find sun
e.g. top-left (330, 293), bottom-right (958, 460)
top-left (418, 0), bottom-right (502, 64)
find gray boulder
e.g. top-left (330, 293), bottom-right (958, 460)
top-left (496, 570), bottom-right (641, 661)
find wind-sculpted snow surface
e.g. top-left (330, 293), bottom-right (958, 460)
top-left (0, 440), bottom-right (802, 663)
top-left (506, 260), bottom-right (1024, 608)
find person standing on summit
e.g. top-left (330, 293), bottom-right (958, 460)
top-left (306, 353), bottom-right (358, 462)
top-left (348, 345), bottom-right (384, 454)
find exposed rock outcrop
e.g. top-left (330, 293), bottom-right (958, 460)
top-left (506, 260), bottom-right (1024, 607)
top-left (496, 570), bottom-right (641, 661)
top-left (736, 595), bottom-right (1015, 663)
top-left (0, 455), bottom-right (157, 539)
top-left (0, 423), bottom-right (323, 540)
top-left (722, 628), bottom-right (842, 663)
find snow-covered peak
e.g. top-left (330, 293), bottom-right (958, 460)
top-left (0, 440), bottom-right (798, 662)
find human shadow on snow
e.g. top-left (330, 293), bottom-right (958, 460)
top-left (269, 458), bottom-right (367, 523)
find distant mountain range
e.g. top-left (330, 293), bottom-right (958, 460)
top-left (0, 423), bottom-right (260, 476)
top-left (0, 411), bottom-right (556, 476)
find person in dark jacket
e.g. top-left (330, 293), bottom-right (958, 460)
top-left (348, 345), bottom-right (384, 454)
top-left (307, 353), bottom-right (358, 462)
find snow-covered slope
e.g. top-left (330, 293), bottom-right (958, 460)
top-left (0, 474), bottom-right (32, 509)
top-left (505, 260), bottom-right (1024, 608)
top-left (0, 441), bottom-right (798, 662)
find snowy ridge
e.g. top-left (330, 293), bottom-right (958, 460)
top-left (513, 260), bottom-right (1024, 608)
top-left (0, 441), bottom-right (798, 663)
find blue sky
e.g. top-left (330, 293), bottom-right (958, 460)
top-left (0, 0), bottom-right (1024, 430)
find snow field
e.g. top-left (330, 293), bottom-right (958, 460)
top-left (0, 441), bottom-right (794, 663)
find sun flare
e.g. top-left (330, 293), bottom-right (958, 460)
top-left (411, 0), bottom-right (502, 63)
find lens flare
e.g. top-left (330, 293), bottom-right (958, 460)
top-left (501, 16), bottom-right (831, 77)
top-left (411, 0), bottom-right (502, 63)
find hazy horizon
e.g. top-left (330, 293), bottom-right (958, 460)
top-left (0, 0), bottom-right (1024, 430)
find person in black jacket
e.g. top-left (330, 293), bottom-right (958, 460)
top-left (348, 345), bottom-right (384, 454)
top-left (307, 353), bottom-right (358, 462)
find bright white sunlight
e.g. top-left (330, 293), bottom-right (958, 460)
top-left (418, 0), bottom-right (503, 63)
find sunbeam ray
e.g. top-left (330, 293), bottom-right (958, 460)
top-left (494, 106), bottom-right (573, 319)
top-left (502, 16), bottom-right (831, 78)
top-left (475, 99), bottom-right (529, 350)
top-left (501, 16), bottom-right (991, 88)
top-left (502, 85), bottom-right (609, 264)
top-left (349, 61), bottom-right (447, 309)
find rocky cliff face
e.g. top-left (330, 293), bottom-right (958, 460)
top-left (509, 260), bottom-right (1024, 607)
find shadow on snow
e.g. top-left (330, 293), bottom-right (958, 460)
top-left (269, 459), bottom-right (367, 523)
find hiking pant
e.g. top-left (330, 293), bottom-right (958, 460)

» GIVEN REQUEST
Change each "find" in the records above to "locate" and write out all the lines again, leaving every other character unchanged.

» SOLUTION TO THE EXERCISE
locate sun
e.g. top-left (330, 293), bottom-right (958, 460)
top-left (418, 0), bottom-right (502, 64)
locate gray boulder
e.g. top-left (330, 293), bottom-right (958, 460)
top-left (496, 570), bottom-right (641, 661)
locate wind-sculpted snow surface
e.g. top-left (330, 293), bottom-right (958, 460)
top-left (0, 440), bottom-right (802, 663)
top-left (506, 260), bottom-right (1024, 608)
locate person standing on summit
e.g. top-left (330, 293), bottom-right (958, 460)
top-left (306, 353), bottom-right (358, 462)
top-left (348, 345), bottom-right (384, 454)
locate exposed rock outcrop
e.g. top-left (330, 293), bottom-right (958, 460)
top-left (506, 260), bottom-right (1024, 607)
top-left (496, 570), bottom-right (641, 661)
top-left (736, 595), bottom-right (1015, 663)
top-left (0, 455), bottom-right (157, 539)
top-left (0, 423), bottom-right (323, 540)
top-left (722, 628), bottom-right (842, 663)
locate snow-covered peak
e.g. top-left (330, 293), bottom-right (958, 460)
top-left (0, 440), bottom-right (798, 662)
locate human shadow on snow
e.g. top-left (330, 293), bottom-right (958, 460)
top-left (269, 458), bottom-right (367, 523)
locate distant mountain range
e.g. top-left (330, 293), bottom-right (958, 460)
top-left (0, 423), bottom-right (260, 476)
top-left (0, 411), bottom-right (556, 476)
locate person in dark jacket
e.g. top-left (330, 293), bottom-right (958, 460)
top-left (348, 345), bottom-right (384, 454)
top-left (307, 353), bottom-right (358, 462)
locate snow-covered slope
e.g. top-left (330, 293), bottom-right (958, 460)
top-left (0, 474), bottom-right (32, 509)
top-left (505, 260), bottom-right (1024, 608)
top-left (0, 441), bottom-right (798, 662)
locate snowy ridge
e.g. top-left (330, 293), bottom-right (958, 460)
top-left (513, 260), bottom-right (1024, 608)
top-left (0, 441), bottom-right (798, 663)
locate blue sky
e.g. top-left (330, 293), bottom-right (958, 460)
top-left (0, 0), bottom-right (1024, 430)
locate snow field
e.g. top-left (330, 293), bottom-right (958, 460)
top-left (0, 441), bottom-right (794, 663)
locate sun flare
e.g. top-left (330, 293), bottom-right (958, 460)
top-left (411, 0), bottom-right (502, 63)
locate lens flare
e.g. top-left (330, 293), bottom-right (958, 460)
top-left (501, 16), bottom-right (831, 77)
top-left (411, 0), bottom-right (502, 63)
locate hazy horizon
e.g. top-left (330, 293), bottom-right (958, 460)
top-left (0, 0), bottom-right (1024, 430)
locate person in black jacket
e.g. top-left (330, 293), bottom-right (958, 460)
top-left (348, 345), bottom-right (384, 454)
top-left (307, 353), bottom-right (358, 462)
locate bright white sunlight
e.g. top-left (330, 293), bottom-right (958, 460)
top-left (418, 0), bottom-right (503, 63)
locate sunbeam ray
e.g. top-left (330, 293), bottom-right (958, 460)
top-left (494, 106), bottom-right (573, 319)
top-left (502, 16), bottom-right (831, 78)
top-left (475, 99), bottom-right (529, 350)
top-left (501, 16), bottom-right (991, 88)
top-left (502, 85), bottom-right (609, 264)
top-left (349, 61), bottom-right (447, 309)
locate rocky cliff face
e.g. top-left (330, 293), bottom-right (958, 460)
top-left (509, 260), bottom-right (1024, 607)
locate shadow on snow
e.g. top-left (330, 293), bottom-right (958, 460)
top-left (269, 459), bottom-right (367, 523)
locate hiking pant
e.g. top-left (330, 293), bottom-right (958, 460)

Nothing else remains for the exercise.